◆ ASSIGNMENT
Reproduce the entries word for word but drop every picture.

◆ TASK INPUT
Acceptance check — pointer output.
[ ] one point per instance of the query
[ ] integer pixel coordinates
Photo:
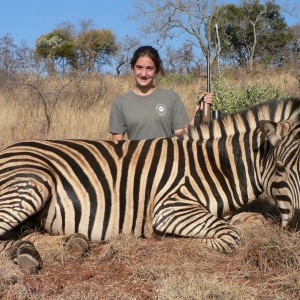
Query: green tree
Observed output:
(55, 47)
(83, 50)
(252, 31)
(95, 47)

◆ RESPONSE
Acceptance check — pointer output.
[ ] one point per instance of the query
[ ] integer pixel coordinates
Photo:
Query: green tree
Observed output:
(55, 47)
(83, 50)
(252, 31)
(95, 47)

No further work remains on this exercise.